* begin EXCERPT TO READ *
In our previous article, Introduction to VR, we reviewed the history of Virtual Reality and the origins of some of the most prolific ideas around experiencing a virtual world. We also talked about some of the early technologies that were developed by genius-level people that date back to the 1800’s where the first VR Technology was conceived of. 

In that article, we traced the history of VR up to the modern-day when the whole industry was changed forever by a boy in his parent’s garage. Palmer Luckey built the Oculus and successfully funded commercialization of the Oculus VR headset through a record-breaking Kickstarter campaign. 

In this section, we are going to talk in more detail about the Technology behind VR today. We’ll cover the hardware, platforms, and experiences that all work together to make VR the immersive success it is today. 

The Technology Behind VR

When you put a Virtual Reality Headset on you step into a different world. You can be visiting a distance planet one minute and reliving the Revolutionary War in the next. Of course, you aren’t actually in these exotic and historic locations; you’re likely standing in the middle of your living room trying to avoid hitting your coffee table or being tripped by a family member. Either way, wearing a VR headset transports you somewhere else, and the technology that enables all of this is absolutely amazing! So, what exactly is included in your average VR setup to enable these experiences? Let’s jump in and review what’s out there today!

The VR Headsets on the market today all have a similar form factor that a user wears on the front of their head. These headsets provide binocular viewing areas that consist of 2 lens and display combinations to present images to the user. The specifics around the type of lens, the viewing angle, the display resolution, and the type of display vary between VR headsets, but they all share these basic attributes. 

The biggest difference between HMDs today is how content is delivered to the displays. The original Oculus and the fast follower HTC Vive were tethered systems that required a high-powered PC to process the graphics and deliver high-res and high-frequency images to the HMD. But, a growing trend, and the direction of the market is moving toward untethered and fully standalone VR HMDs. The Oculus Quest is the standout product in this space, and we are likely to see many more of similar quality and capability going forward. 

Another category of VR HMDs worth mentioning is smartphone-powered VR. These devices have very limited capabilities when compared to the higher-end devices like the Rift, Vive, or Valve Index. They are able to display 360 video, but the are not able to render 3D scenes that a user can interact with. The tracking systems on the smartphone-powered VR HMDs are also slower and less accurate. But for viewing 360 video, smartphone VR HMDs can get a pass on beat-saber level tracking requirements. 

Whether the HMD is tethered or untethered, the method of displaying VR content is similar: two closely, but not exactly, matching streams of content are sent to the headset to be displayed on one or two display panels. A set of 2 lenses that sit between the user’s eyes and the display focus the two incoming image stream and reshape it to produce an immersive visual experience. The close but not exact matching of the images being presented to the user’s eyes is what causes the stereoscopic 3D image effect. This also mirrors how people see the real world – similar but not exact images are presented to each eye which allows people to perceive depth. Even when looking at the same object, a person is still seeing 2 different images composited into one. This is because the image is being produced by eyeballs that are located a few millimeters away from each other and create their own unique viewing angle.
* end EXCERPT TO READ *
* begin DATA ROWS *
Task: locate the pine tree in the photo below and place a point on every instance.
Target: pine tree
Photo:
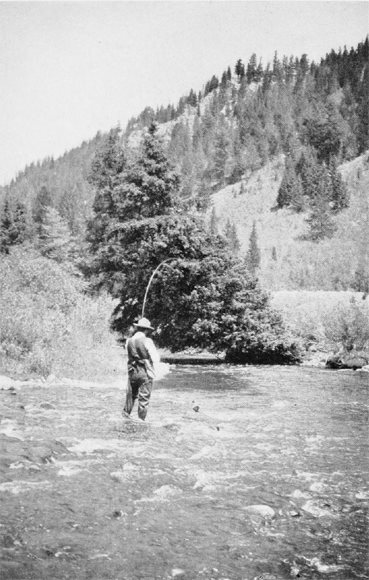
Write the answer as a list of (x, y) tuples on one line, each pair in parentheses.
[(239, 70), (42, 201), (230, 234), (6, 229), (13, 226), (321, 224), (290, 193), (199, 296), (54, 237), (213, 222), (340, 195), (253, 255)]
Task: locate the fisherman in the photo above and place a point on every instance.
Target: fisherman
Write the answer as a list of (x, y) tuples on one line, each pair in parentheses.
[(142, 359)]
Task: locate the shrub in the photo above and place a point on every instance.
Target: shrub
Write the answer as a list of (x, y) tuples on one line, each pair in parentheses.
[(347, 325), (48, 324)]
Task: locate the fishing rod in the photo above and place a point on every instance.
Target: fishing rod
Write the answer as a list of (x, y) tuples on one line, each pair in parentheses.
[(164, 262)]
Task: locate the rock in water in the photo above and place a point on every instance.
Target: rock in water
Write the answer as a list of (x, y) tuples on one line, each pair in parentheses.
[(6, 383), (261, 511)]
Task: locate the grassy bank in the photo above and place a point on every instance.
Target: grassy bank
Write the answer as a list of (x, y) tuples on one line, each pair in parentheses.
[(49, 325), (326, 322)]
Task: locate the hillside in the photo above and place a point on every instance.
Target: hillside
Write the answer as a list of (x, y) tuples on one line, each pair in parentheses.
[(233, 145), (295, 263)]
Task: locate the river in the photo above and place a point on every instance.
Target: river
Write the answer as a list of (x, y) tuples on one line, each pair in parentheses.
[(240, 473)]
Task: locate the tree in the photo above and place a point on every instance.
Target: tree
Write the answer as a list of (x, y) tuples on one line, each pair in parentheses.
[(230, 234), (290, 193), (321, 224), (42, 201), (253, 256), (54, 237), (200, 295), (13, 226), (239, 69), (340, 196), (213, 222)]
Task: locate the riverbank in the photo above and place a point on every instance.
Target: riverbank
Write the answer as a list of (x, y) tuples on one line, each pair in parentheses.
[(238, 473)]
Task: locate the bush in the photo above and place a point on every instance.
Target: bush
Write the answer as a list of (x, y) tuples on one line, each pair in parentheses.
[(263, 340), (347, 326), (48, 324)]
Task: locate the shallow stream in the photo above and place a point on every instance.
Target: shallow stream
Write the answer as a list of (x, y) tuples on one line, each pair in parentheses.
[(240, 473)]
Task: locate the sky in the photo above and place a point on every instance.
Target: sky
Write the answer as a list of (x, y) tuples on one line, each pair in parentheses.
[(70, 69)]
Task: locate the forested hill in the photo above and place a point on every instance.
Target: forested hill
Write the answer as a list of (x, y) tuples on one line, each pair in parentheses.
[(301, 118)]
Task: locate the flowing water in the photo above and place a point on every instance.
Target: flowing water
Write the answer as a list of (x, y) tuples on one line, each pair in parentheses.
[(240, 473)]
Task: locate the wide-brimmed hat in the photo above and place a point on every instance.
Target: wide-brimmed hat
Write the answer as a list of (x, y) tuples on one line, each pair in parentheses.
[(144, 323)]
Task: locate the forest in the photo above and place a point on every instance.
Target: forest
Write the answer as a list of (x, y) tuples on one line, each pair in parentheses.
[(81, 210)]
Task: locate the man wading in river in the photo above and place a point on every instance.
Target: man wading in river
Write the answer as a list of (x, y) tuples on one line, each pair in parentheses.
[(142, 358)]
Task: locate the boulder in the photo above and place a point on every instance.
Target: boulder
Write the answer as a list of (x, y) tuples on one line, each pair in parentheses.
[(261, 511), (346, 361), (6, 383)]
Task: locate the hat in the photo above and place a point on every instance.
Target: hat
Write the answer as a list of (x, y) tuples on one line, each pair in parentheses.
[(144, 323)]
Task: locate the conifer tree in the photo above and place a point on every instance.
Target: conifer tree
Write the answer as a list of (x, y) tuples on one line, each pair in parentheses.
[(239, 69), (42, 202), (340, 195), (213, 222), (54, 238), (230, 233), (201, 297), (253, 255), (13, 226), (321, 224)]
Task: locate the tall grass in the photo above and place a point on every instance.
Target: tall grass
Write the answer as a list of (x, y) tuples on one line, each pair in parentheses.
[(328, 321), (48, 323)]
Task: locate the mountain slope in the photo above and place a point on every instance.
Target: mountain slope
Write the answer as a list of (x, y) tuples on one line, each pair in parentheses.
[(295, 263)]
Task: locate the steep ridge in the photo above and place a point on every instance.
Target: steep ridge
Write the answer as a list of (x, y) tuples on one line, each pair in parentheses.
[(330, 264)]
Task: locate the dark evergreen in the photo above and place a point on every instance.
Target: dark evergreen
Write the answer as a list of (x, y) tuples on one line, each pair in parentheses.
[(200, 296), (253, 255)]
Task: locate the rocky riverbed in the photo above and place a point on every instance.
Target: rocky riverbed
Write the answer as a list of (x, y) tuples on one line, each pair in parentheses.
[(239, 474)]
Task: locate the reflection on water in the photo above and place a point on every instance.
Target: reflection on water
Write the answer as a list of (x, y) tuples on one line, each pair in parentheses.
[(240, 473)]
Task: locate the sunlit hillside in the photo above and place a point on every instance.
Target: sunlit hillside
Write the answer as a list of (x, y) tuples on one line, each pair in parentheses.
[(287, 261)]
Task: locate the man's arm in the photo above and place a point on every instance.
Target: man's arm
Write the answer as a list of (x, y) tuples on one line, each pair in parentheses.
[(154, 357)]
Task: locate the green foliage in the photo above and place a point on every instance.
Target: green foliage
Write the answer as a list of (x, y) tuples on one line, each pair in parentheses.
[(291, 193), (347, 325), (42, 202), (48, 325), (54, 236), (230, 234), (253, 255), (200, 296), (321, 224)]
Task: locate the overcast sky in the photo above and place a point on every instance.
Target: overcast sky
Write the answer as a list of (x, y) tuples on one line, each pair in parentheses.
[(69, 69)]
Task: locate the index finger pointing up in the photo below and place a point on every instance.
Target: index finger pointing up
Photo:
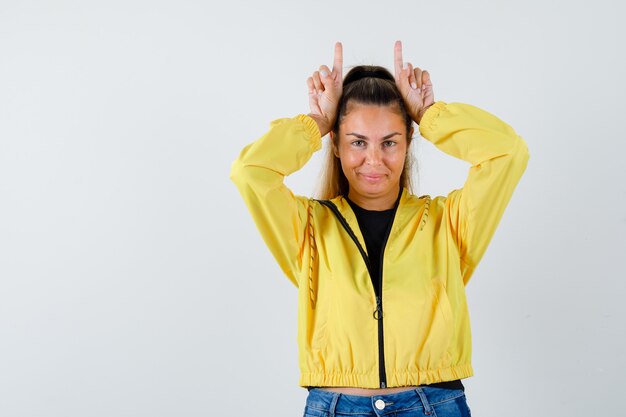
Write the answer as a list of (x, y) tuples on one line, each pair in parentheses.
[(338, 63), (397, 58)]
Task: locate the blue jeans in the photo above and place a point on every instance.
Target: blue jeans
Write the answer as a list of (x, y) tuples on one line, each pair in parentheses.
[(421, 401)]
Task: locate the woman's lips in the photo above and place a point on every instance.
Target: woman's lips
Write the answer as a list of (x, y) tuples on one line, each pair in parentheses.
[(372, 177)]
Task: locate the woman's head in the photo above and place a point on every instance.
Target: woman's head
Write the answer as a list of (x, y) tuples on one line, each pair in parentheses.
[(369, 156)]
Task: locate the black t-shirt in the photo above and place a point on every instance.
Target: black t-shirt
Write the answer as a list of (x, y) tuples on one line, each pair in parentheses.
[(374, 225)]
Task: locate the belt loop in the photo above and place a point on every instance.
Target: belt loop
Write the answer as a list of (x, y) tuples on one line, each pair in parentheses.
[(333, 404), (427, 408)]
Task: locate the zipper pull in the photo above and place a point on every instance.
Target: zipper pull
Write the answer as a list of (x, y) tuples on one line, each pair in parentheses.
[(378, 313)]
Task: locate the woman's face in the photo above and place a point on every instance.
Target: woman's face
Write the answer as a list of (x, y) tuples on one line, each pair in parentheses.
[(372, 148)]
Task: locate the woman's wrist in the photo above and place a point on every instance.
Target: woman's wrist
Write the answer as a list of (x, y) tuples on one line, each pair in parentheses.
[(322, 124), (421, 113)]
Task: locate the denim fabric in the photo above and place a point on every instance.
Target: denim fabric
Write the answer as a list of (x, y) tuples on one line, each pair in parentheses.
[(421, 401)]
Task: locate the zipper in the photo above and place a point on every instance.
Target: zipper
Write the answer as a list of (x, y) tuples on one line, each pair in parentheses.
[(378, 312)]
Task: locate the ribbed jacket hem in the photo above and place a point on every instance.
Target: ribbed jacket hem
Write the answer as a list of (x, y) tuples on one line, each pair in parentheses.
[(397, 379)]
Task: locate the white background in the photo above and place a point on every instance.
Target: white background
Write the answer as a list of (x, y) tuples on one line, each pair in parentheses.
[(133, 281)]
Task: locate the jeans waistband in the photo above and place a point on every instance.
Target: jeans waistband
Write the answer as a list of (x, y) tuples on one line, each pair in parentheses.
[(422, 398)]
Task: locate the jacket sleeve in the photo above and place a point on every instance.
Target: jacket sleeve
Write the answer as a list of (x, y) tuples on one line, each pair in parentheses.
[(259, 174), (498, 158)]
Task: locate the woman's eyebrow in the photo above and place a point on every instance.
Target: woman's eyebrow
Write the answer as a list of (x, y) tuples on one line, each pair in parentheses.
[(365, 137)]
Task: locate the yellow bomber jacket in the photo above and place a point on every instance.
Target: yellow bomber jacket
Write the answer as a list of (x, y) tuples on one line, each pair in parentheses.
[(418, 330)]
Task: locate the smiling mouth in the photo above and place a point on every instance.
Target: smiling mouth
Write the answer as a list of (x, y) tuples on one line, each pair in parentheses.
[(372, 177)]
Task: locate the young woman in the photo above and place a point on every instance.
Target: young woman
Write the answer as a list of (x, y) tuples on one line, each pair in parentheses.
[(383, 323)]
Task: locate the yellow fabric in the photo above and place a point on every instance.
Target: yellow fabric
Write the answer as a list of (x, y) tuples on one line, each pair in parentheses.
[(433, 249)]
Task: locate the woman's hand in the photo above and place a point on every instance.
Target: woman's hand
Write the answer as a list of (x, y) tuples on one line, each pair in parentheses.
[(414, 85), (325, 89)]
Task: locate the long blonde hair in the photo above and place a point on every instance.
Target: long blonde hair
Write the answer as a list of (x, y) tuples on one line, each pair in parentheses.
[(364, 84)]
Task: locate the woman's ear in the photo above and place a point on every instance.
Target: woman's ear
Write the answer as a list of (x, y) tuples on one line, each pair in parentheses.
[(332, 143)]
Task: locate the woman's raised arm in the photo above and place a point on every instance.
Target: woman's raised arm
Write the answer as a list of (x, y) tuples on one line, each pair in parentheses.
[(262, 166)]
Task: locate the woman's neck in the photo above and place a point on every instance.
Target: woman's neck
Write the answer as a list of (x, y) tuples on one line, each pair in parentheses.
[(378, 203)]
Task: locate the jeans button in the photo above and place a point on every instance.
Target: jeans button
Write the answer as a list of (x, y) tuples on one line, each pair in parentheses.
[(380, 404)]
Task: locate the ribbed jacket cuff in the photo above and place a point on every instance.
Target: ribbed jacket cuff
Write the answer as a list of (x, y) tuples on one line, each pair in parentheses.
[(428, 119), (312, 128)]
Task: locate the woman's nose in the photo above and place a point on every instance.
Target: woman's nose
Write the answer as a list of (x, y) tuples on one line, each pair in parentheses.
[(373, 156)]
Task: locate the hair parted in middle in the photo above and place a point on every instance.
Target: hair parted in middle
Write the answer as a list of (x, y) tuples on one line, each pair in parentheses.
[(371, 85)]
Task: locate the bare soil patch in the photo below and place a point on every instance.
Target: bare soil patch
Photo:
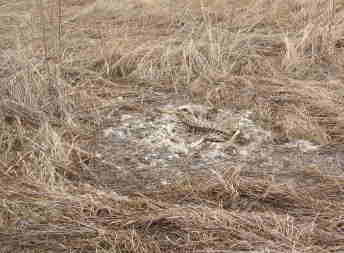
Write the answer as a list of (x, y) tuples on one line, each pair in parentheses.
[(90, 162)]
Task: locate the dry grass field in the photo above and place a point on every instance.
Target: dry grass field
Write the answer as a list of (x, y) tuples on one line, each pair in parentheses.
[(85, 161)]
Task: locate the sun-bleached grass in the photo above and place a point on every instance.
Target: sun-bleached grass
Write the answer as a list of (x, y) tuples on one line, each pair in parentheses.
[(64, 62)]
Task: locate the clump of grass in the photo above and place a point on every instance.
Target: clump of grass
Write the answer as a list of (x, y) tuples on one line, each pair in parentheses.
[(62, 75)]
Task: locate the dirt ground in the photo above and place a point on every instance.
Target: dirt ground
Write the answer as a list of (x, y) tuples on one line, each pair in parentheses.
[(89, 161)]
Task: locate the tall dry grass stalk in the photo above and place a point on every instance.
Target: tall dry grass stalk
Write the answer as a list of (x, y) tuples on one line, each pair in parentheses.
[(70, 69)]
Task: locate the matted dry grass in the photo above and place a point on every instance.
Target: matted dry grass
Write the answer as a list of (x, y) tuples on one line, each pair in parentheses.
[(63, 64)]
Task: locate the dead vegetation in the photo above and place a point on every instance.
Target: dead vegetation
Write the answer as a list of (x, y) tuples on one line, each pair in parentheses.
[(69, 69)]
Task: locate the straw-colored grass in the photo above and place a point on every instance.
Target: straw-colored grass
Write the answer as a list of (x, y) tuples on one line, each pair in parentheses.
[(64, 64)]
* end DATA ROWS *
REQUIREMENTS »
a – In the VR technology article, which product is called the standout among untethered, fully standalone VR headsets?
b – Reproduce word for word the stretch of the VR technology article from "In that article, we" through "record-breaking Kickstarter campaign.".

ANSWERS BELOW »
a – The Oculus Quest.

b –
In that article, we traced the history of VR up to the modern-day when the whole industry was changed forever by a boy in his parent’s garage. Palmer Luckey built the Oculus and successfully funded commercialization of the Oculus VR headset through a record-breaking Kickstarter campaign.